* Start Record extracts *

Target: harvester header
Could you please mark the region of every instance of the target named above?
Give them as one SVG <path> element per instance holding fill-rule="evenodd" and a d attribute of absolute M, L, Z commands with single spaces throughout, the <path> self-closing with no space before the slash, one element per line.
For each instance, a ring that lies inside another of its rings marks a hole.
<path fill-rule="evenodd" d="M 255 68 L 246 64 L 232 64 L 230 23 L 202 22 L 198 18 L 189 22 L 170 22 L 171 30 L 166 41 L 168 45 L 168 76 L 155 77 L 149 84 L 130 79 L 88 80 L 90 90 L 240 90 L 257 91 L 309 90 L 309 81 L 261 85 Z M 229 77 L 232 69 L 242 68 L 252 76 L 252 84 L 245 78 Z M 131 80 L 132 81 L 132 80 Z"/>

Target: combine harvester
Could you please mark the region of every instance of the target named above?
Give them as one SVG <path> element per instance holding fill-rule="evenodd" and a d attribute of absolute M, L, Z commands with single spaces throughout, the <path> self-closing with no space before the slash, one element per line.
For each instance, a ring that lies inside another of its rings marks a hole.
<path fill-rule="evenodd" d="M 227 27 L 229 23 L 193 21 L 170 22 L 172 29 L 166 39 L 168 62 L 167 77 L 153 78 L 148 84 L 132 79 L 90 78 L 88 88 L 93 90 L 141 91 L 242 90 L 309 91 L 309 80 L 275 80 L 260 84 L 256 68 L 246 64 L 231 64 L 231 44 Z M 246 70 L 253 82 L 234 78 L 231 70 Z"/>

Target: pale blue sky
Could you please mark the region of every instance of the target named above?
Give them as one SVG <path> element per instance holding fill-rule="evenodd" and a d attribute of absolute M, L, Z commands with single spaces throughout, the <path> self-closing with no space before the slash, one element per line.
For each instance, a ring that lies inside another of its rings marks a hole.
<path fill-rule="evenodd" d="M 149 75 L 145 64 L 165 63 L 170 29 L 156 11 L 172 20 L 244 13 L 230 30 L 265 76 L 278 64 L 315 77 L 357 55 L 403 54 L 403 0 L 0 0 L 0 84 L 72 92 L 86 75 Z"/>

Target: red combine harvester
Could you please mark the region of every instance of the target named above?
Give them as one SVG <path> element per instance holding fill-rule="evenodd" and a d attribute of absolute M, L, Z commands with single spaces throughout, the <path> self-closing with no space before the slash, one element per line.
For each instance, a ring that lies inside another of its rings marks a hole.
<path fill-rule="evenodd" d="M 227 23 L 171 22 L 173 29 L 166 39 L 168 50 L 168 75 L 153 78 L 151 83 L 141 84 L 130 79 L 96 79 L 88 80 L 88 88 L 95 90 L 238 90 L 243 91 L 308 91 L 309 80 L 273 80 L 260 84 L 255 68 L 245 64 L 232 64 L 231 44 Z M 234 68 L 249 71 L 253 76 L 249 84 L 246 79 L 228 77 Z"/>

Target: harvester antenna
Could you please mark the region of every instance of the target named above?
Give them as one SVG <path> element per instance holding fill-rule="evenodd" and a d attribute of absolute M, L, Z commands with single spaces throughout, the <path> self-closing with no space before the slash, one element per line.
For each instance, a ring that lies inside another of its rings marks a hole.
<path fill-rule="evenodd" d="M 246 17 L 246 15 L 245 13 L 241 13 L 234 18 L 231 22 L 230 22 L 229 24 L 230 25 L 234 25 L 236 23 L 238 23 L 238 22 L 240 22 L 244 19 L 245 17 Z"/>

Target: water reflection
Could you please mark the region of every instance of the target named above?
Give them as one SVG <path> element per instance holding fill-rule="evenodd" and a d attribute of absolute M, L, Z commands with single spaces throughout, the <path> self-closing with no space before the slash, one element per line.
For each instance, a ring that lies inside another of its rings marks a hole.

* End Record extracts *

The exercise =>
Retype every one of the records above exactly, line for line.

Written answer =>
Target: harvester header
Could you please mark the region of every instance of the target named above?
Give them as one SVG <path> element per instance holding fill-rule="evenodd" and a d attribute of absolute M, L, Z commands with single spaces throughout, the <path> self-closing with no space before the slash, one element per line.
For each instance, a ring that lies inside another of its rings marks a hole.
<path fill-rule="evenodd" d="M 255 68 L 246 64 L 232 64 L 230 23 L 202 22 L 198 18 L 189 22 L 170 22 L 171 30 L 166 41 L 168 45 L 168 76 L 155 77 L 149 84 L 130 79 L 88 80 L 90 90 L 240 90 L 257 91 L 309 90 L 309 81 L 261 85 Z M 229 77 L 232 69 L 242 68 L 252 76 L 252 84 L 245 78 Z M 131 80 L 132 81 L 132 80 Z"/>

Target: combine harvester
Could you please mark the region of every instance of the target named above?
Give them as one SVG <path> element per instance holding fill-rule="evenodd" and a d attribute of absolute M, L, Z commands with single spaces throughout, the <path> self-closing with no space before the slash, one element per line.
For each instance, a ring that lies inside another of its rings marks a hole.
<path fill-rule="evenodd" d="M 227 27 L 229 23 L 193 21 L 170 22 L 172 29 L 166 39 L 168 62 L 167 77 L 153 78 L 148 84 L 132 79 L 90 78 L 88 88 L 93 90 L 141 91 L 242 90 L 309 91 L 309 80 L 275 80 L 260 84 L 256 68 L 246 64 L 231 64 L 231 44 Z M 246 70 L 253 82 L 234 78 L 231 70 Z"/>

Target: pale blue sky
Could you please mark the region of every instance of the target named above?
Give them as one SVG <path> element per instance holding fill-rule="evenodd" and a d attribute of absolute M, L, Z commands with single spaces throughout, the <path> self-closing with no space before the slash, one element per line.
For each instance, a ring that lies inside another of its rings marks a hole.
<path fill-rule="evenodd" d="M 149 75 L 145 64 L 165 63 L 170 29 L 156 11 L 172 20 L 244 13 L 230 30 L 265 76 L 278 64 L 315 77 L 357 55 L 403 54 L 403 0 L 0 0 L 0 84 L 72 92 L 86 75 Z"/>

Target: red combine harvester
Could you please mark the region of every instance of the target named above?
Give them as one SVG <path> element per instance holding fill-rule="evenodd" and a d attribute of absolute M, L, Z commands with single spaces throughout, the <path> self-closing with no space before the slash, one element per line.
For each instance, a ring that lies inside another of its rings marks a hole.
<path fill-rule="evenodd" d="M 227 23 L 171 22 L 173 29 L 166 39 L 168 50 L 168 75 L 153 78 L 151 83 L 141 84 L 130 79 L 96 79 L 88 80 L 88 88 L 95 90 L 238 90 L 243 91 L 308 91 L 309 80 L 273 80 L 260 84 L 255 68 L 245 64 L 232 64 L 231 44 Z M 234 68 L 249 71 L 253 76 L 249 84 L 246 79 L 228 77 Z"/>

Target: harvester antenna
Could you please mark the region of every instance of the target named above?
Give them as one SVG <path> element per instance holding fill-rule="evenodd" and a d attribute of absolute M, L, Z commands with single spaces throughout, the <path> self-closing with no space before the slash, one element per line.
For each instance, a ring that lies inside another of its rings marks a hole.
<path fill-rule="evenodd" d="M 246 17 L 246 15 L 245 13 L 241 13 L 234 18 L 231 22 L 230 22 L 229 24 L 230 25 L 234 25 L 236 23 L 238 23 L 238 22 L 240 22 L 244 19 L 245 17 Z"/>

Target: water reflection
Could you please mark the region of every instance of the target named above?
Give them as one SVG <path> element per instance holding fill-rule="evenodd" and a d attribute of absolute M, L, Z commands with single spaces throughout, the <path> self-closing with no space before the slash, one element per line.
For each instance, a ring that lies inside another of its rings marks a hole.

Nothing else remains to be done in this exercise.